— START Source records —

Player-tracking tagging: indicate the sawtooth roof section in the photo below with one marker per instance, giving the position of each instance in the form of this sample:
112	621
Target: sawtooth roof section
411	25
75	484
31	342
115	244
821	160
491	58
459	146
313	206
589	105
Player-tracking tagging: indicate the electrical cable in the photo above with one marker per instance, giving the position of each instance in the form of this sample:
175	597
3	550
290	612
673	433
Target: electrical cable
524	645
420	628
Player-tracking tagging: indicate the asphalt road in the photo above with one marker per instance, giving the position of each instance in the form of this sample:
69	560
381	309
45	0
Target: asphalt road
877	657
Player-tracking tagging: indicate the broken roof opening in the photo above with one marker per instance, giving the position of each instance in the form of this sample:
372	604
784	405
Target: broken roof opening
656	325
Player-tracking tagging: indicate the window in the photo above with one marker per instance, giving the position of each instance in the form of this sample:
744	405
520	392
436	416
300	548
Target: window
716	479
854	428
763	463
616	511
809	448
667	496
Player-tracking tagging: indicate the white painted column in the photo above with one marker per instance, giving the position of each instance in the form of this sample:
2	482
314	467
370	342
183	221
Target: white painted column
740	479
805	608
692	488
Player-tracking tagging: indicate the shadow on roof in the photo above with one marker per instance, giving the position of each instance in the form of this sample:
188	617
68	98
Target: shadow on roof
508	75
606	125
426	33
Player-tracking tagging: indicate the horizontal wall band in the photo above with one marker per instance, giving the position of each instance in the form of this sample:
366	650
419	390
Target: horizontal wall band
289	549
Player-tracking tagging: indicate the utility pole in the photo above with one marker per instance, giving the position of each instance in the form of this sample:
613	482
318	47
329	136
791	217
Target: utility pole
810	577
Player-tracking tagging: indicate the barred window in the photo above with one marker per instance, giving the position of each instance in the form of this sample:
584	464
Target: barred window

— END Source records —

Exercise details
Can you rewrite all the items above, putting "Point labeling" wherever "Player-tracking tagging" appears and keeping everything else the same?

Result for this task
Point labeling: indicate the sawtooth roof section in the photo below with one marker per instance, giving the position of each instance in the form of this sample:
112	621
Target: sawtooth roof section
411	25
75	484
31	342
115	244
821	160
491	58
459	146
313	206
589	105
Point labeling: indicate the electrical cable in the photo above with one marker per instance, giving the position of each instance in the form of this sample:
175	597
3	550
290	612
673	433
Target: electrical cable
524	645
420	628
Point labeling: indicate the asphalt road in the photo above with one marker per instance, giving the position of each instance in the form of this sample:
69	560
381	309
45	0
Target: asphalt road
877	657
Point labeling: indicate the broken roof opening in the photo above with one marker per instance, giving the position of each instance in the form of this sample:
372	604
784	405
Target: broken roof opening
656	325
Point labeling: indicate the window in the photo above with one marker per instance, giving the position of each instance in the form of this sample:
744	405
520	392
436	416
300	548
Target: window
716	479
854	428
763	463
616	511
809	448
667	496
Point labeling: indicate the white painted column in the photo above with one marker per instance, giving the position of each instance in the form of this sample:
2	482
314	467
370	342
183	221
Target: white painted column
740	479
805	608
692	488
Point labeling: indicate the shadow on roof in the photo above with one marker per instance, giving the position of each instance in the form of this sample:
188	617
68	98
Target: shadow on roof
508	75
606	125
426	33
Point labeling: indicate the horizontal wall band in the photo above with one marker per instance, giving the position of each instance in the form of this sample:
366	650
419	390
Target: horizontal wall band
289	549
Point labeling: indicate the utility pole in the photo above with one marker per instance, giving the position of each instance in the form of this sample:
613	482
318	47
329	136
791	217
Target: utility pole
810	577
Point labeling: indicate the barred window in the photo above with one marker per instance, giving the position of each instance in the form of this sample:
584	464
Target: barred window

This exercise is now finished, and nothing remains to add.